-- Excerpt to read --
Seriously user, we know we are right here, you're the one who hasn't posted a shred of proof to back yourself up.

guru3d.com/articles-pages/nvidia-geforce-gtx-1080-review,8.html
>184w consumption
techpowerup.com/reviews/ASUS/GTX_1080_STRIX/22.html
>OC'ed under 200w consumption

>i dont understand what a rating is

>guru3d.com/articles-pages/nvidia-geforce-gtx-1080-review,8.html
you cant even retard your own articles you tard:

> So this is an estimated value

>So this is an estimated value, albeit a very good one

>> So this is an estimated value

Yet you've ignored the article that is using a more advanced testing methedology to get power draw directly from the GPU? ()


Gee fucking Gee user, you're clearly just trolling at this point or you're actually mentally deficient.

>not even 80plus bronze

>a good value
>from some retards who are so poor they cant even afford a multimeter with a min/max function
I have a Fluke 117 which is capable of this, i'm pretty sure i spent more on probes than i did on the meter. The sites you keep on linking cant even afford a $150 meter, a PCIE riser cable and some wire

>The sites you keep on linking cant even afford a $150 meter, a PCIE riser cable and some wire
tomshardware.com/reviews/nvidia-geforce-gtx-1080-pascal,4572-10.html
tomshardware.com/reviews/nvidia-geforce-gtx-1080-pascal,4572-10.html
tomshardware.com/reviews/nvidia-geforce-gtx-1080-pascal,4572-10.html

Just an FYI
That's ~$10k in equipment.

>tomshardware.com/reviews/nvidia-geforce-gtx-1080-pascal,4572-10.html
as I said, it pulls more than 180 watts

>Thermaltake TR2 in Bad Tier

First time I noticed that image to have that.

It's anecdotal but I have a 10 year old TR2 still going strong in an office PC. Agreed with everything until I saw this now I just question the entire list.

>average power draw still at 180w
>peak power draw exactly where I said it would be ~12 posts ago

> pull ~200-220w ()


Well alright then, have a good one. I'm gonna go eat some dinner.

Go to bed Jordan

>The 180W boundary is never crossed without overclocking. In fact, exceeding it would be impossible according to the engineers we asked. We repeatedly double-checked our results using different intervals, and the only measurement that gave us somewhat higher readings was 10ms interval (likely due to the measurement being less accurate).

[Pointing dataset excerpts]
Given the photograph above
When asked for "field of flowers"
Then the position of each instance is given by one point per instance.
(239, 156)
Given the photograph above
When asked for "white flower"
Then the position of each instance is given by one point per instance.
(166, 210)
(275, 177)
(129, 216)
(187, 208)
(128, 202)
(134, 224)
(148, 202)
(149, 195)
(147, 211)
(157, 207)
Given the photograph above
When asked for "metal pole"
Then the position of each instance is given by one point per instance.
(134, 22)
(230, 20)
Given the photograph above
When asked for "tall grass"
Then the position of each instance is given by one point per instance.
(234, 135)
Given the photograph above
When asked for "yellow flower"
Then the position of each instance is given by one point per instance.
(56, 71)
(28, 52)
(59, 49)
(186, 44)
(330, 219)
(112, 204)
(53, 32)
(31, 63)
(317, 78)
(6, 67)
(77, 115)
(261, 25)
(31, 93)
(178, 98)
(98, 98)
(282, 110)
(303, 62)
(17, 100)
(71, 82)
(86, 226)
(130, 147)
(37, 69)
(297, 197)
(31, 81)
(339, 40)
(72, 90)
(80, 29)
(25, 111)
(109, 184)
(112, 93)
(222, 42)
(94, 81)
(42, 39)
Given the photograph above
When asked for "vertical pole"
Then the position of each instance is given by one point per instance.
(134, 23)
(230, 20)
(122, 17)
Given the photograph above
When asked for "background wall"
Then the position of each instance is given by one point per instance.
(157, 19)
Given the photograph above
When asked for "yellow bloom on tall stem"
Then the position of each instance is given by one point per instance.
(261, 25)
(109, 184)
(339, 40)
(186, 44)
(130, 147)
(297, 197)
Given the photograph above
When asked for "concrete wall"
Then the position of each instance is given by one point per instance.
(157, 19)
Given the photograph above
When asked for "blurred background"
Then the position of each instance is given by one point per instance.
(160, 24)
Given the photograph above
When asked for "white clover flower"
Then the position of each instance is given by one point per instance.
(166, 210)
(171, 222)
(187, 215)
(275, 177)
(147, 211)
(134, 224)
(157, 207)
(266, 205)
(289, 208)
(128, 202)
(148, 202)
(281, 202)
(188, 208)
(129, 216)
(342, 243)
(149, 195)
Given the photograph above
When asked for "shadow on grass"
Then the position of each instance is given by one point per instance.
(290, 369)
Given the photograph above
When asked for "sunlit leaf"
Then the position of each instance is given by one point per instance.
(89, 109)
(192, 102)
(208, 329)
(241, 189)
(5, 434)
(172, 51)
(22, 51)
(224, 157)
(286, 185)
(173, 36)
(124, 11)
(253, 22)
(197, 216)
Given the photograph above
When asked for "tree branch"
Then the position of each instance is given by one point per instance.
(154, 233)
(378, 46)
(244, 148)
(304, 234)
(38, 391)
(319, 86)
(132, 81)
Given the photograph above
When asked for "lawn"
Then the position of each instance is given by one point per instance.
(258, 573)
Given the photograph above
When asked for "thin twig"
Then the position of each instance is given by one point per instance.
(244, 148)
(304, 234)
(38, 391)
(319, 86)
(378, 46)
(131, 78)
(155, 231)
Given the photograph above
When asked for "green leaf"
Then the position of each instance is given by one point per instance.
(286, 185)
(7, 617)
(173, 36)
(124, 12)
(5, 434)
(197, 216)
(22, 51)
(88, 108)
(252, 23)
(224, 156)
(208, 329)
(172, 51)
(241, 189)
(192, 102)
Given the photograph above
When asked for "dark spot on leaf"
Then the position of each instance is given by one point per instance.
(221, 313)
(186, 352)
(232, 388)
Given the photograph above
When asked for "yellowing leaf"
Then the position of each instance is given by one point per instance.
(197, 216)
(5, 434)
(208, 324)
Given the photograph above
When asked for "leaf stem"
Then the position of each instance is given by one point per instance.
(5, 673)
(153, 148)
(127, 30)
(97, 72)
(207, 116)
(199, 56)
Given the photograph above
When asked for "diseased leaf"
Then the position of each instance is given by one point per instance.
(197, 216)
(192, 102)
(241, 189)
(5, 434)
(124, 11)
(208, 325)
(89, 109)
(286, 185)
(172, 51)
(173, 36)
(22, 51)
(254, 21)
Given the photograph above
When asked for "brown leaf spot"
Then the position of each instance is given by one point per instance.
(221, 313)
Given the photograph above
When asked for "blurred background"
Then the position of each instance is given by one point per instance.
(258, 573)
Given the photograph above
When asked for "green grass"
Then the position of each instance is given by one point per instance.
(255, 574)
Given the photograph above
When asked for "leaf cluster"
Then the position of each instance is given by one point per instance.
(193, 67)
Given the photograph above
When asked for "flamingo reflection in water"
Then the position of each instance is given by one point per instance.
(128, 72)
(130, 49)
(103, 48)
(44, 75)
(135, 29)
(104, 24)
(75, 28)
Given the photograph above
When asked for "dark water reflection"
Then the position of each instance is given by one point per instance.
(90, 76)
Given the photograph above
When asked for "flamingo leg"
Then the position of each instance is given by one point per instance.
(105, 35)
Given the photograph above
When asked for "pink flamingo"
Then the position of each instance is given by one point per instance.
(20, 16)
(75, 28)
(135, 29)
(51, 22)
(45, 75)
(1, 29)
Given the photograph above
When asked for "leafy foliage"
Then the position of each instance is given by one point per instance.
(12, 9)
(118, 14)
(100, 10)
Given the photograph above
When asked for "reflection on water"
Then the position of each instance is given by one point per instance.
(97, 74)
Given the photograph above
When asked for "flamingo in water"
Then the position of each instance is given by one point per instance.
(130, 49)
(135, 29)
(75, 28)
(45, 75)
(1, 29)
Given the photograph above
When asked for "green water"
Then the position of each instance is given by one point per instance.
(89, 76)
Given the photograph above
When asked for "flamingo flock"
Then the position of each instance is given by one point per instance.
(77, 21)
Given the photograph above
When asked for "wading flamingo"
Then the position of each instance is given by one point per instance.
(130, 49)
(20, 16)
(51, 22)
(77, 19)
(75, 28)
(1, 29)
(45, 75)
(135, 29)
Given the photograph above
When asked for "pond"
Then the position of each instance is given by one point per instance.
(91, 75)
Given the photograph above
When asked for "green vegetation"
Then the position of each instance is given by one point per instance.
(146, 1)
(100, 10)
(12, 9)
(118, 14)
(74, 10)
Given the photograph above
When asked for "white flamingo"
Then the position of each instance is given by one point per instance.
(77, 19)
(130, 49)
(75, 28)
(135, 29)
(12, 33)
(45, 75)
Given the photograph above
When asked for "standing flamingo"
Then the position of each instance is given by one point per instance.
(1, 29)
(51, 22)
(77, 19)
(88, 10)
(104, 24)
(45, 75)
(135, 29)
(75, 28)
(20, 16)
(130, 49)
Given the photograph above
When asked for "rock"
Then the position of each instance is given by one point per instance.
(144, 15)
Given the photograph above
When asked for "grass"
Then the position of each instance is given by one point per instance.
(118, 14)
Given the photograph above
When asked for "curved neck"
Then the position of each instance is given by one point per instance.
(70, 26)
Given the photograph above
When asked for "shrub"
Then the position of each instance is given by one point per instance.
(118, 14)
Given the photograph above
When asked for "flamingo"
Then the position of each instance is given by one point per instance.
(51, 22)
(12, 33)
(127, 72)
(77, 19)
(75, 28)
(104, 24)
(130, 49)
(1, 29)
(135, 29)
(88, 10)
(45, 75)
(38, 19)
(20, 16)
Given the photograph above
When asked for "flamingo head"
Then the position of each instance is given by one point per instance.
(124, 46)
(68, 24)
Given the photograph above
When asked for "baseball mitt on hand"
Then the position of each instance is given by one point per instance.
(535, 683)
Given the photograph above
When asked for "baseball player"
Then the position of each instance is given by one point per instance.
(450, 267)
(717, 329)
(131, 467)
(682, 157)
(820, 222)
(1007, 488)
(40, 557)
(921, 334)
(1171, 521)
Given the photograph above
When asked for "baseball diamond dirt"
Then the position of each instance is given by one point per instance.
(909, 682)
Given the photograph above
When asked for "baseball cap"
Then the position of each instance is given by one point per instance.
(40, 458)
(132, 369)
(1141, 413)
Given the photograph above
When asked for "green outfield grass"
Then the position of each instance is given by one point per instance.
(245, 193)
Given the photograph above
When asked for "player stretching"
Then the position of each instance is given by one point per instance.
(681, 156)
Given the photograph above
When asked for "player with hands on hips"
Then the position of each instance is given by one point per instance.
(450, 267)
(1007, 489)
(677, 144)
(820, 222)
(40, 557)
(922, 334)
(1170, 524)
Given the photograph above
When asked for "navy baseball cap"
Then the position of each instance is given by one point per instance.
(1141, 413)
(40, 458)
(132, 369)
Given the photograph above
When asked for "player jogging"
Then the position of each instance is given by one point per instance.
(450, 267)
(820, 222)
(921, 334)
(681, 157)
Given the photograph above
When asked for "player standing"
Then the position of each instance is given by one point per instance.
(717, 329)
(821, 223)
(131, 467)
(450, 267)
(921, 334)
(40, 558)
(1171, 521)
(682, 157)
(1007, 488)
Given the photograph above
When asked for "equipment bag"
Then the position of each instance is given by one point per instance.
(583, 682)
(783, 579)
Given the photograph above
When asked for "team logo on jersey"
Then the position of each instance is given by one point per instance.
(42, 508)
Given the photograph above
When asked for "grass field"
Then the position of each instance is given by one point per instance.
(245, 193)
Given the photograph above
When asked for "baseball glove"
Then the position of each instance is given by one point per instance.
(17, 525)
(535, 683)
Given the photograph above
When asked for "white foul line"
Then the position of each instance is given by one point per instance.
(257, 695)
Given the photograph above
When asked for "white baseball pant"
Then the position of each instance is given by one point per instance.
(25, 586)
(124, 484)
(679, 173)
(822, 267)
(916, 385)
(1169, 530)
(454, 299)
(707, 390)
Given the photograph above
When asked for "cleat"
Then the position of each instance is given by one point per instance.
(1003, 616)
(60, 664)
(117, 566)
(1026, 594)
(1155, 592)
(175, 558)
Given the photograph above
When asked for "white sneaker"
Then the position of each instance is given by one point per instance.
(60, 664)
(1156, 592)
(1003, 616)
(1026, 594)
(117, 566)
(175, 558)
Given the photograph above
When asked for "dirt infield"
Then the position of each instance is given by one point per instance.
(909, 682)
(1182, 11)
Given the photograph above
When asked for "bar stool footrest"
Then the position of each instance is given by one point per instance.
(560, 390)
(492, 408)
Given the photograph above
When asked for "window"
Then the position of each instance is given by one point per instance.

-- Problem --
Go on with the forum argument about how much power the GTX 1080 draws, starting after its final quoted post.

-- Output --
so going 20 watts over during boost clock rates and under thermal limits causes fires?

No, not manufacturing your cards with proper thermal pads on VRMs will do that by itself.

>>peak power draw exactly where I said it would be ~12 posts ago
this post is the only one in the thread containing the word peak

>i dont understand the difference between average and maximum
look at the graphs and you can clearly see it crossing 300 watts on the non overclocked setup on metro

People have stopped replying, not because you're right, far from it. But because you're obviously just here for the You's

>clearly see it crossing 300 watts
>you cant even retard your own articles you tard:

Now let's switch to gaming under the highest overclock we could achieve with our GeForce GTX 1080 sample. Getting there required setting the power target to its 120% maximum and increasing the base clock to facilitate a 2.1GHz GPU Boost frequency.

>Now let's switch to gaming under the highest overclock we
Again you tard, for the overclocked profile it hits almost 400 watts. btfo yet again

yes, and 220w is going straight into those VRM's

Well for everybody except EVGA, the VRMs are included in the TDP

it never hits 400w, and further, 380w for a millisecond or two before it goes back down to 220w is hardly a 350w+ card.

Look at the average power draw, even OC'd, it barely goes over 200w on average.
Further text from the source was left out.